Required work –
Recast the records below, from the line containing "of the cumulus" through the end of the records, as a Markdown table with the columns Row and Line, giving each line a row number and skipping blank lines. Leave the pictures out.

[Dataset records on where objects are located]
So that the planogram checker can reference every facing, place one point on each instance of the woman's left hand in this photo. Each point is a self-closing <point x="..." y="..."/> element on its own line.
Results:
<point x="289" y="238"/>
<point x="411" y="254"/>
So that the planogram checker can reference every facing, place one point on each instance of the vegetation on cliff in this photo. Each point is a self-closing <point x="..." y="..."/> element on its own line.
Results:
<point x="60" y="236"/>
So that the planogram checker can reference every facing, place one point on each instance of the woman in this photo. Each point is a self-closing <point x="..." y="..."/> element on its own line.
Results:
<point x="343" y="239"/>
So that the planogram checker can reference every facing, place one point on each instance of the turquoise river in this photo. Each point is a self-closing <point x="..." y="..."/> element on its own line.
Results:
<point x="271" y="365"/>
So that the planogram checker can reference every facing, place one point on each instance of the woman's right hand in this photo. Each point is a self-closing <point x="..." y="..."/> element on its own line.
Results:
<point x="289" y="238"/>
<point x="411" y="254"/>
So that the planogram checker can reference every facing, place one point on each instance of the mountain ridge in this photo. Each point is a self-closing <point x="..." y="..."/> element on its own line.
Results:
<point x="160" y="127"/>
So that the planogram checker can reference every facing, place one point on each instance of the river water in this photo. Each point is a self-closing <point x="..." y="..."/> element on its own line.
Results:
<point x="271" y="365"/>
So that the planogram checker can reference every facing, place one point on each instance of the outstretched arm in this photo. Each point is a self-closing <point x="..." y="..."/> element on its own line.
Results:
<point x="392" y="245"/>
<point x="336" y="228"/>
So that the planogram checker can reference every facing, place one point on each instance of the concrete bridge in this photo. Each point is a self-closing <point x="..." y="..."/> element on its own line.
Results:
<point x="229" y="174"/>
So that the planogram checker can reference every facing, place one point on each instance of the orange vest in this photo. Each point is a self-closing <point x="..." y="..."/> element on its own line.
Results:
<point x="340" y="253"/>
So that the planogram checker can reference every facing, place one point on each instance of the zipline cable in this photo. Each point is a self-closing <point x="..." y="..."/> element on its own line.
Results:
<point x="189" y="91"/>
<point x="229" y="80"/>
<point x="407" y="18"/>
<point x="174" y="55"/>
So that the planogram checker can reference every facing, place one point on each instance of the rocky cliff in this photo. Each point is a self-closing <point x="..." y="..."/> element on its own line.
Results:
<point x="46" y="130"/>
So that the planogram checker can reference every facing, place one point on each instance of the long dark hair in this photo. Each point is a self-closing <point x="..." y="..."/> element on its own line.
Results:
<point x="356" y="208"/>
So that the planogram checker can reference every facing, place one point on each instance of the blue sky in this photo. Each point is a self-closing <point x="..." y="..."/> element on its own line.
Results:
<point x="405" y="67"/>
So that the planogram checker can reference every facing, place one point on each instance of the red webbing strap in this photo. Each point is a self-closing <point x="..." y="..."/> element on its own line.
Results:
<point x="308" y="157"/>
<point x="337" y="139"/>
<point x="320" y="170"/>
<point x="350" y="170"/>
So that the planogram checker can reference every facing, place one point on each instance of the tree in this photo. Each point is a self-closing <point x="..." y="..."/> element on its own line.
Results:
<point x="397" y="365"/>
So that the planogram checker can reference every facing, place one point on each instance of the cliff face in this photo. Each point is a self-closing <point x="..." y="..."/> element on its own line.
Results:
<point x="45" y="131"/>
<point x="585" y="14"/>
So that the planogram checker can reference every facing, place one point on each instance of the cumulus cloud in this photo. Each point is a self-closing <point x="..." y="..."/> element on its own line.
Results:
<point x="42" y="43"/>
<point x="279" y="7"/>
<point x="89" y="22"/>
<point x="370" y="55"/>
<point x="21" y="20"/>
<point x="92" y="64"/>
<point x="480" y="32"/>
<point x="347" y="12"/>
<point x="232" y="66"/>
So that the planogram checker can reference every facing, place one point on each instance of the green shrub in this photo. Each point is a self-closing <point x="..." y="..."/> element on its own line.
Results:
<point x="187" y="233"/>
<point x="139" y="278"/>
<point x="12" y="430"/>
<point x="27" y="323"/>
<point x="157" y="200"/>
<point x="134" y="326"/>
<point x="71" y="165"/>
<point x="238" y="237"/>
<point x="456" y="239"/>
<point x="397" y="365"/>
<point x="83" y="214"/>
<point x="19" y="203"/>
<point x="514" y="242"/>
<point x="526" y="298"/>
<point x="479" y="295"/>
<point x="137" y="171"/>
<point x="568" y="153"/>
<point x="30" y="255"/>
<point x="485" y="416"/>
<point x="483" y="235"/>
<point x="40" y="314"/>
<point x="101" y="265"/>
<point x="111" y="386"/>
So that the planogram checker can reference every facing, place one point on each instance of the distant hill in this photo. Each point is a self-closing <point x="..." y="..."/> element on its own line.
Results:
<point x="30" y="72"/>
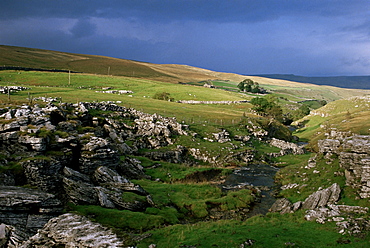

Final result –
| Row | Line |
|---|---|
| 1 | So that the planogram checker can reference every facing, place one point on each instance of the cumulus cloud in this photo. Each point is a self-closing <point x="..." y="..."/> element on its own line. |
| 2 | Results: |
| 3 | <point x="42" y="43"/> |
| 4 | <point x="279" y="7"/> |
| 5 | <point x="89" y="22"/> |
| 6 | <point x="370" y="55"/> |
| 7 | <point x="21" y="20"/> |
| 8 | <point x="92" y="64"/> |
| 9 | <point x="480" y="32"/> |
| 10 | <point x="347" y="12"/> |
| 11 | <point x="232" y="66"/> |
| 12 | So that the planogram checker can reference every facing, place one point on each instance of the green shrub in this photo. Each point is a self-closing <point x="..." y="..."/> element on its own line. |
| 13 | Results: |
| 14 | <point x="187" y="233"/> |
| 15 | <point x="139" y="278"/> |
| 16 | <point x="12" y="430"/> |
| 17 | <point x="27" y="323"/> |
| 18 | <point x="157" y="200"/> |
| 19 | <point x="134" y="326"/> |
| 20 | <point x="71" y="165"/> |
| 21 | <point x="238" y="237"/> |
| 22 | <point x="456" y="239"/> |
| 23 | <point x="397" y="365"/> |
| 24 | <point x="83" y="214"/> |
| 25 | <point x="19" y="203"/> |
| 26 | <point x="514" y="242"/> |
| 27 | <point x="526" y="298"/> |
| 28 | <point x="479" y="295"/> |
| 29 | <point x="137" y="171"/> |
| 30 | <point x="568" y="153"/> |
| 31 | <point x="30" y="255"/> |
| 32 | <point x="485" y="416"/> |
| 33 | <point x="483" y="235"/> |
| 34 | <point x="40" y="314"/> |
| 35 | <point x="101" y="265"/> |
| 36 | <point x="111" y="386"/> |
| 37 | So that the planogram checker can reference every facing, place one point on each instance of the distant hill in this photo. Each point is a self-closing <point x="..." y="..."/> element on its own line. |
| 38 | Results: |
| 39 | <point x="30" y="72"/> |